START Raw data

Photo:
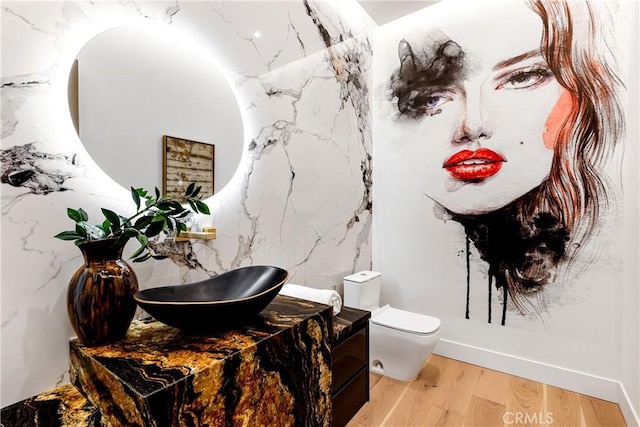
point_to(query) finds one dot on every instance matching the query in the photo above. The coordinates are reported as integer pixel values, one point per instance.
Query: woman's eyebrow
(514, 60)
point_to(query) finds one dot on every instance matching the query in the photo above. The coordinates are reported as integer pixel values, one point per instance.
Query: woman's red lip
(476, 165)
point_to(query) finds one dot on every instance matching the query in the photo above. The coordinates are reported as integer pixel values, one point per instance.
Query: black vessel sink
(231, 299)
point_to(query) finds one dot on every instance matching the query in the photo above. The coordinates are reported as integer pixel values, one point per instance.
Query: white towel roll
(323, 296)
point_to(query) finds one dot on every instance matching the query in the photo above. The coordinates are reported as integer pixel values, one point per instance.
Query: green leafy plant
(154, 214)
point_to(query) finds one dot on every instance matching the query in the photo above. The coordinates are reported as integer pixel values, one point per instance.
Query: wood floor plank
(456, 385)
(438, 417)
(525, 402)
(453, 393)
(382, 398)
(484, 412)
(414, 405)
(599, 412)
(563, 407)
(493, 385)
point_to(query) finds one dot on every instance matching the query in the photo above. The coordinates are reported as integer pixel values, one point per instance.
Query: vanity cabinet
(349, 364)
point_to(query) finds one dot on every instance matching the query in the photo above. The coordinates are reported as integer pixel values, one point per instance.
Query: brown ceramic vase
(100, 294)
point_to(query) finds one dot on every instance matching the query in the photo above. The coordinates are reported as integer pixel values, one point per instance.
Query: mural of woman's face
(486, 107)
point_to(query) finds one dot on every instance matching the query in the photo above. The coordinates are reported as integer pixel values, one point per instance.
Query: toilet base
(397, 354)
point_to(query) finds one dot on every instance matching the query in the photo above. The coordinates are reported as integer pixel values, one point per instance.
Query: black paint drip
(521, 250)
(438, 66)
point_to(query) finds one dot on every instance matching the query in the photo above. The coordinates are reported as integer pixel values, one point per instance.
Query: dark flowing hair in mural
(524, 241)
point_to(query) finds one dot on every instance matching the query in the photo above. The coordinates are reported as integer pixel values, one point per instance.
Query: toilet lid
(406, 321)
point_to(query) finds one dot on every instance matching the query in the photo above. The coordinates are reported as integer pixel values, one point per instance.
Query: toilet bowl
(399, 341)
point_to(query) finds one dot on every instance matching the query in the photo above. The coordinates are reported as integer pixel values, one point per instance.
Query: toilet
(399, 341)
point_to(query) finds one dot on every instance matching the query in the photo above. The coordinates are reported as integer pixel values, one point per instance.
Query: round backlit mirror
(154, 111)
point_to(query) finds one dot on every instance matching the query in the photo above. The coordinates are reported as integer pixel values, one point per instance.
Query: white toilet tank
(362, 290)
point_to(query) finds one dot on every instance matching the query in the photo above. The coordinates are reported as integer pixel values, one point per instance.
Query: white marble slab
(301, 199)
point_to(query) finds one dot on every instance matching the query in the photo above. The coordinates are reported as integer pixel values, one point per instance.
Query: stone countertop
(275, 370)
(66, 406)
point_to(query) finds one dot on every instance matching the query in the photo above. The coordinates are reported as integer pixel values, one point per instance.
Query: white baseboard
(630, 415)
(580, 382)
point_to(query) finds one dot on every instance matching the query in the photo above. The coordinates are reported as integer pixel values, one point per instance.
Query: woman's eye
(525, 79)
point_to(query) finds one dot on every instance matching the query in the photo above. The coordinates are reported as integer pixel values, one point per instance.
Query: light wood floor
(452, 393)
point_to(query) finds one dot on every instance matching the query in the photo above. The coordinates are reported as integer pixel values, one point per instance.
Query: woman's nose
(473, 126)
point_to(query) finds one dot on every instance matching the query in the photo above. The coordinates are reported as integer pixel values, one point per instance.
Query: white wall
(587, 340)
(301, 197)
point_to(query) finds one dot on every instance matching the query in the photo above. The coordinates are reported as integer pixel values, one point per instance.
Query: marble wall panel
(300, 200)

END Raw data

**Your instructions**. Could you transcribe the records above exactly, leaving every picture out?

**Result for this exercise**.
Photo:
point_to(query) finds one dot on every instance matching the query in the photo above. The coordinates are reported as integer pixel values, one point per instance.
Query: woman's eyebrow
(514, 60)
point_to(query) finds one dot on every instance matching the query in the photo above. The coordinates are reported as integer pixel values, one point per instance.
Query: woman's red lip
(476, 165)
point_to(query) finds one dot on every instance matching the query in the photo above. The coordinates are reported as integer pixel values, one point per instance.
Query: black vessel sink
(231, 299)
point_to(query) finds one dot on every instance matching the query in the photo above. The coordinates are reported as integer pixel values, one point per instance.
Query: white towel roll
(323, 296)
point_to(query) finds one dot on every instance matching the query in the photo above. The coordinates are reported as integer pixel values, one point per instance.
Query: green leafy plant
(154, 214)
point_to(query) finds one dot on every instance matching the query in the photo above. The coordinates are reported as integer pixel values, one point per instance.
Query: wood floor plank
(456, 385)
(438, 417)
(525, 402)
(453, 393)
(382, 398)
(484, 412)
(414, 405)
(599, 412)
(563, 407)
(493, 385)
point_to(query) finds one dot on every instance matching the query in the photo above. The coordinates are reported as integer pixel values, one point per instance.
Query: vanity cabinet
(349, 364)
point_to(query) finds one dot on every instance matching the query in the photo above. The coordinates are reported as integer pixel values, one point per instance.
Query: brown ceramic vase
(100, 294)
point_to(query) finds one dot on every instance matching the query in the photo above. The coordinates are reported as integer pixel values, one point per instance.
Query: mural of woman's face
(486, 107)
point_to(query) finds one dot on every instance matching the query in the photo above. The coordinates are reported as integer pixel values, one point per instance.
Query: toilet base
(397, 354)
point_to(query) finds one dot on every instance matching the query in the photo above. The coordinates are reported as integer pixel values, one point per instance.
Query: black paint drip
(521, 250)
(438, 66)
point_to(query) finds one dot on every instance matching the query in the photo above. The coordinates are reported as integer pixel values, one point per instance.
Query: dark flowing hair in mural
(524, 241)
point_to(query) finds one dot on every instance matching the query in the photo above. The coordinates are reported as integer pixel values, one point per instance.
Query: toilet lid
(406, 321)
point_to(query) finds one dot on every instance matching the query in the photo above. The coordinates are reported as integer pixel values, one point per instance.
Query: toilet bowl
(399, 341)
point_to(query) finds one dot on every instance matching the query in the photo above. The coordinates are reported as integer pixel values, one point per instance.
Query: toilet
(399, 341)
point_to(query) finds one dot on every instance matching the query in the photo above. The coordinates are reported as integer pixel values, one point per instance.
Query: round backlit mirror
(154, 111)
point_to(query) finds one dot on every instance matching the query in the photo above. The coordinates are reported as integer pixel values, one point per instance.
Query: white toilet tank
(362, 290)
point_to(query) finds one dot on every instance matching the query in the photo above. The coordinates are reported as integer pixel values, one point per instance.
Query: white marble slab
(301, 199)
point_to(query) finds one dot on every instance matching the query in the photo above. The coordinates are reported as integer pixel values, one point per instance.
Query: stone countertop
(275, 370)
(66, 406)
point_to(query) finds one dot on every instance matching the query in the photo above. The coordinates are reported as integer pixel values, one point per instance.
Query: white baseboard
(630, 415)
(580, 382)
point_to(query) finds one dot on every instance matching the query in the photo above. The coordinates are reported as integer pixel values, one point per instance.
Query: woman's eye
(525, 79)
point_to(query) finds one dot on every instance matching the query in the photo above. The coordinates are reported as integer pixel values, one point per instance.
Query: light wood floor
(452, 393)
point_to(query) finds one dot on every instance matching the query in the photo above. The coordinates are reported as integer pixel values, one point per instance.
Query: woman's nose
(473, 126)
point_to(query) finds one dot on every instance matching the query in the photo above. The coordinates are reported as integer pixel values, one point per instance.
Query: white wall
(587, 340)
(301, 197)
point_to(query) finds one dot on every instance matching the query in the photo above. The coordinates are reported as integer pixel values, one point per instance.
Query: marble wall panel
(300, 200)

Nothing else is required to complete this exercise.